* [What you need to do]:
1 > Summarize the college football simulation text in two sentences.
2 > According to the college football simulation text, why is the playoff simulated many times instead of once?

* [Document extract]:
◆ ◆ ◆ ◆ ◆ ◆ ◆

Mapping a Random Number to a Simulated Coin Flip Result
We could simulate flipping many coins by generating many random numbers and mapping each to a coin flip result. We can then examine the distribution of coin flip results. For a simulation of 100 coin flips, we might get 53 heads and 47 tails. The next time we simulate 100 coin flips, we might get 59 tails and 41 heads. If you’d like to experiment with a simple coin flip Monte Carlo simulation, check out this demonstration created via Claude (an AI tool).
So, what does all of this have to do with college football simulation? Well, if we have a probability estimate that a team will win a match-up with another team, we can treat the simulation of the game just like a coin flip, but with potential uneven probabilities associated with the outcomes (unless of course our two teams are perfectly, evenly matched). For example, if Team A has a 0.75 probability (75%) to defeat Team B, we simply set up our zero to one number line accordingly. We can then generate random numbers as we did before to simulate the game many times.
Where do we get our probabilities for college football game matchups? We could make our own estimates, or we could use estimates produced by others. For this article, we use the probability estimates provided by Massey Rating’s Matchup tool. This tool allows us to select any two college football teams and then generates probability estimates. We’ll use these probabilities to help us simulate the 2024 College Football Playoff. We can simulate the playoff many times and look at the distribution of results to gain insight into which teams are most likely to win (or not win) the playoff.
Let’s examine the results of simulating the 2024 College Football Playoff 10,000 times. Note that I’m using the “gt” package for R together with the “cfbplotR” package to produce the results tables and to include team logos. The simulation model suggests that Georgia is a slight favorite to win the championship. Georgia wins the championship in 17.7% of the simulations. Texas, Penn State, Notre Dame, Oregon, and Ohio State all have simulated championship percentages greater than 11%. There is then a significant drop-off with the remaining teams all having chances of less than 5%. It’s notable that two teams (Boise State and Arizona State) that receive byes to the Quarterfinals appear in this group. Perhaps we’ll see modifications to the seeding process in future years to better seed teams by actual strength rather than rewarding conference champions.

◆ ◆ ◆ ◆ ◆ ◆ ◆

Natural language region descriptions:
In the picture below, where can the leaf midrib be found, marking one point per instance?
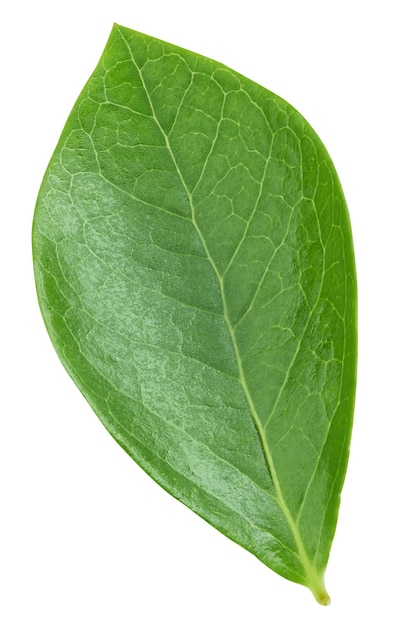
(309, 569)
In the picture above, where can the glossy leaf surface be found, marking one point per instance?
(195, 270)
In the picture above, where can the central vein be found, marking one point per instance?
(307, 565)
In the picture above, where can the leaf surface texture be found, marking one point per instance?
(194, 267)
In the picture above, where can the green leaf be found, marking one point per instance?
(194, 267)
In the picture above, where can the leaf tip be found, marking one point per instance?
(319, 591)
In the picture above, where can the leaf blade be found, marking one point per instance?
(256, 317)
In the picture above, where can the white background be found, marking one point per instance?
(86, 537)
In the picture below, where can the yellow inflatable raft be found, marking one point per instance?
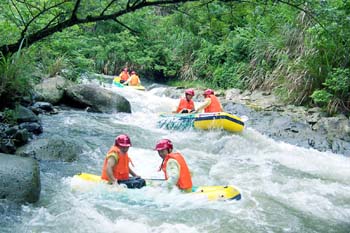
(219, 120)
(83, 181)
(205, 121)
(116, 83)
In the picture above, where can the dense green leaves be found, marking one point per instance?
(299, 49)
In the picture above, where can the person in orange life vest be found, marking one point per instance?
(211, 103)
(116, 164)
(186, 104)
(124, 75)
(174, 166)
(134, 80)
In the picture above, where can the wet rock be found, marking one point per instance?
(55, 148)
(42, 107)
(7, 146)
(96, 98)
(51, 89)
(32, 127)
(19, 179)
(21, 137)
(24, 114)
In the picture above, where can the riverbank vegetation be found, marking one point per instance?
(296, 49)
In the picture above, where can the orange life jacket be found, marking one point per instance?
(214, 105)
(121, 169)
(185, 180)
(185, 104)
(124, 76)
(135, 81)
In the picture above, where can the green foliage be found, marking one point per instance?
(10, 116)
(15, 79)
(336, 95)
(301, 55)
(321, 97)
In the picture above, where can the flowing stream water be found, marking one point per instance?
(284, 188)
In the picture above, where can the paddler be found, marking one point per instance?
(116, 164)
(174, 166)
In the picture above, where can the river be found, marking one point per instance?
(284, 188)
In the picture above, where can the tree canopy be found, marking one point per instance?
(295, 48)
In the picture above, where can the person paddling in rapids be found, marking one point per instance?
(174, 166)
(134, 80)
(211, 103)
(116, 164)
(124, 75)
(186, 105)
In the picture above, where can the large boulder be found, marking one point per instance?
(24, 114)
(51, 149)
(19, 179)
(96, 99)
(51, 89)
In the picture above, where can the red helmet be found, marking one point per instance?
(122, 140)
(164, 144)
(208, 92)
(189, 92)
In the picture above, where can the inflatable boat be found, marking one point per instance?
(82, 182)
(205, 121)
(116, 83)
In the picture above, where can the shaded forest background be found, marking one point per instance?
(297, 49)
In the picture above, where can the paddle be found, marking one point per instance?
(154, 179)
(244, 118)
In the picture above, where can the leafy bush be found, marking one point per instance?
(15, 79)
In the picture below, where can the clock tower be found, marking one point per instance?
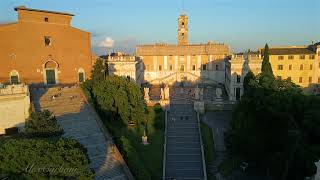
(183, 30)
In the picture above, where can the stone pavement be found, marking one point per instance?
(79, 121)
(183, 148)
(219, 122)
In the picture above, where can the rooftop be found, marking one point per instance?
(39, 10)
(290, 50)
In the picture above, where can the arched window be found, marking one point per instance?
(81, 75)
(14, 77)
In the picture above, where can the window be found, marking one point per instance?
(280, 58)
(204, 67)
(47, 40)
(193, 67)
(14, 77)
(238, 78)
(312, 56)
(182, 68)
(301, 67)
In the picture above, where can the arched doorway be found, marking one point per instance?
(14, 77)
(51, 72)
(81, 75)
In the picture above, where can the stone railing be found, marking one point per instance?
(14, 89)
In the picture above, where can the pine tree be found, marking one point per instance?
(266, 69)
(98, 72)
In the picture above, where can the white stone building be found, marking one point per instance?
(237, 68)
(125, 65)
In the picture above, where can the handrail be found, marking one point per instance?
(202, 152)
(164, 147)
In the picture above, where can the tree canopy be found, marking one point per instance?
(121, 97)
(57, 158)
(277, 126)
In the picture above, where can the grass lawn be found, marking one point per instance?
(207, 138)
(227, 166)
(150, 156)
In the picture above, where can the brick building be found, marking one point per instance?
(42, 47)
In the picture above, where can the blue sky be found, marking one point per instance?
(242, 24)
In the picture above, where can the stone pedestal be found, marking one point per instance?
(218, 94)
(144, 140)
(199, 107)
(165, 104)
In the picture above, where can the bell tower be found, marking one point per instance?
(183, 30)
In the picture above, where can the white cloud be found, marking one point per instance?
(107, 42)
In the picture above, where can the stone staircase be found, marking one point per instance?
(79, 122)
(183, 148)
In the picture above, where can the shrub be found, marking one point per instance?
(43, 124)
(133, 160)
(58, 158)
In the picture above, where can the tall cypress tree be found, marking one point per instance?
(266, 68)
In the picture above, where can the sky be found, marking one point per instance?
(119, 25)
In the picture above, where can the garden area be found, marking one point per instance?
(41, 152)
(118, 101)
(208, 147)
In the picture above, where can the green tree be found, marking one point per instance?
(55, 158)
(277, 126)
(266, 68)
(99, 71)
(42, 123)
(121, 97)
(249, 76)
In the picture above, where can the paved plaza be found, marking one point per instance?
(79, 121)
(183, 148)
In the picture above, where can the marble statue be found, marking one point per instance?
(146, 94)
(166, 93)
(162, 94)
(218, 93)
(201, 94)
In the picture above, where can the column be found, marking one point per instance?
(165, 63)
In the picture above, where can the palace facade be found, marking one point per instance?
(124, 65)
(183, 62)
(42, 47)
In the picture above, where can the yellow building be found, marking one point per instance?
(301, 64)
(164, 63)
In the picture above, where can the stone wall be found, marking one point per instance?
(14, 106)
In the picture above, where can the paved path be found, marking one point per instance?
(183, 150)
(218, 121)
(79, 122)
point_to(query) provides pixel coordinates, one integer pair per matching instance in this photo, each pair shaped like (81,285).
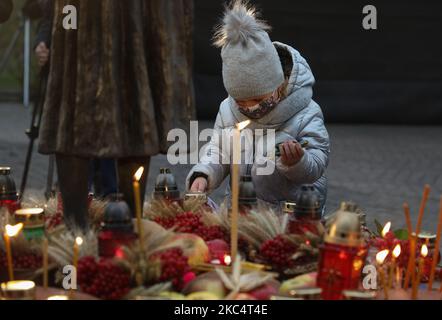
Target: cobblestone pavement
(379,167)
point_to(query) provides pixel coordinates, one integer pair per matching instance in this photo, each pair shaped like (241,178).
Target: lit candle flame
(386,228)
(424,251)
(381,255)
(397,251)
(12,231)
(139,173)
(240,126)
(79,241)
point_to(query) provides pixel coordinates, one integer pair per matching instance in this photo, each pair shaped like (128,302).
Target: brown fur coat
(121,81)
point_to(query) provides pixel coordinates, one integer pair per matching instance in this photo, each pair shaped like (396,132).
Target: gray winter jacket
(297,117)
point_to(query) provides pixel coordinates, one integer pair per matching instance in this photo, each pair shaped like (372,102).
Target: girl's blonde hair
(282,90)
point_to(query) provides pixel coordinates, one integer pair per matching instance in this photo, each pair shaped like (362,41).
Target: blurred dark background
(390,75)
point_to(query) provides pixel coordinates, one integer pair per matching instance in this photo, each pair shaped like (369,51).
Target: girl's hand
(291,153)
(199,185)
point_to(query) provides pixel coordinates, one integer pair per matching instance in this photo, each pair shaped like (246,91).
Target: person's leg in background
(126,170)
(108,174)
(73,182)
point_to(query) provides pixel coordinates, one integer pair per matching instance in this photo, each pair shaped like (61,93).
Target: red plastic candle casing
(10,205)
(340,269)
(111,242)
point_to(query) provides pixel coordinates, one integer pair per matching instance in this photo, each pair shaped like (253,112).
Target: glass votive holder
(18,290)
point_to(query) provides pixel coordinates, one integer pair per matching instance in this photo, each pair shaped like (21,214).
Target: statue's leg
(126,170)
(73,181)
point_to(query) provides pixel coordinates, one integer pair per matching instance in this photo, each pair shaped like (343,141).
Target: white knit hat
(251,65)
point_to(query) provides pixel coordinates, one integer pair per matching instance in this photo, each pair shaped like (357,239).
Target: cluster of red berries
(174,266)
(102,279)
(22,261)
(189,222)
(277,252)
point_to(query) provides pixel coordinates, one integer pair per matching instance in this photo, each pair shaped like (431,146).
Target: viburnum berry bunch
(278,252)
(103,278)
(174,266)
(22,261)
(189,222)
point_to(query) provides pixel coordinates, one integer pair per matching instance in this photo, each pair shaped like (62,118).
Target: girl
(269,84)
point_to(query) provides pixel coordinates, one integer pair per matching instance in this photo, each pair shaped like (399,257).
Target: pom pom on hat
(240,23)
(251,65)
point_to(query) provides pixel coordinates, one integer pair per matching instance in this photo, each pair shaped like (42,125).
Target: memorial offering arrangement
(185,247)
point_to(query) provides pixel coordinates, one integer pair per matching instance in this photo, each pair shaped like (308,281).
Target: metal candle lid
(165,186)
(31,217)
(308,203)
(8,190)
(18,290)
(117,216)
(345,229)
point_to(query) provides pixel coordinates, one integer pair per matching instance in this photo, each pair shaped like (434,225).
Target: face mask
(260,110)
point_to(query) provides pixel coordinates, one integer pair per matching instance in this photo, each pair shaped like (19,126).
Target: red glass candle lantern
(8,192)
(306,211)
(342,256)
(116,231)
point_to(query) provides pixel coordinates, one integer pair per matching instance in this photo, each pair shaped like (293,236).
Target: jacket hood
(299,89)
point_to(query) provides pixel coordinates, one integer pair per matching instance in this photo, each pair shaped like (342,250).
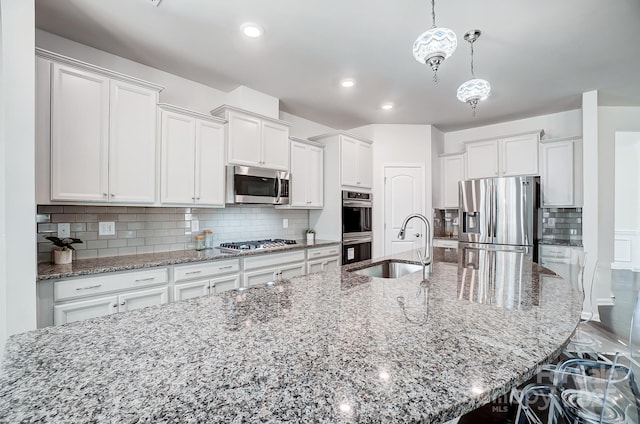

◆ ◆ ◆ ◆ ◆ ◆ ◆

* [Answer set]:
1 > A game can be simulated like a coin flip with uneven odds by mapping random numbers to outcomes using a win probability, here taken from Massey Rating's Matchup tool, and repeating it many times to study the distribution of results. Across 10,000 simulations of the 2024 College Football Playoff, Georgia won the championship most often at 17.7%, five other teams topped 11%, and the remaining teams, including Boise State and Arizona State, fell below 5%.

2 > Running the playoff simulation many times produces a distribution of results. That distribution gives insight into which teams are most likely to win, or not win, the playoff.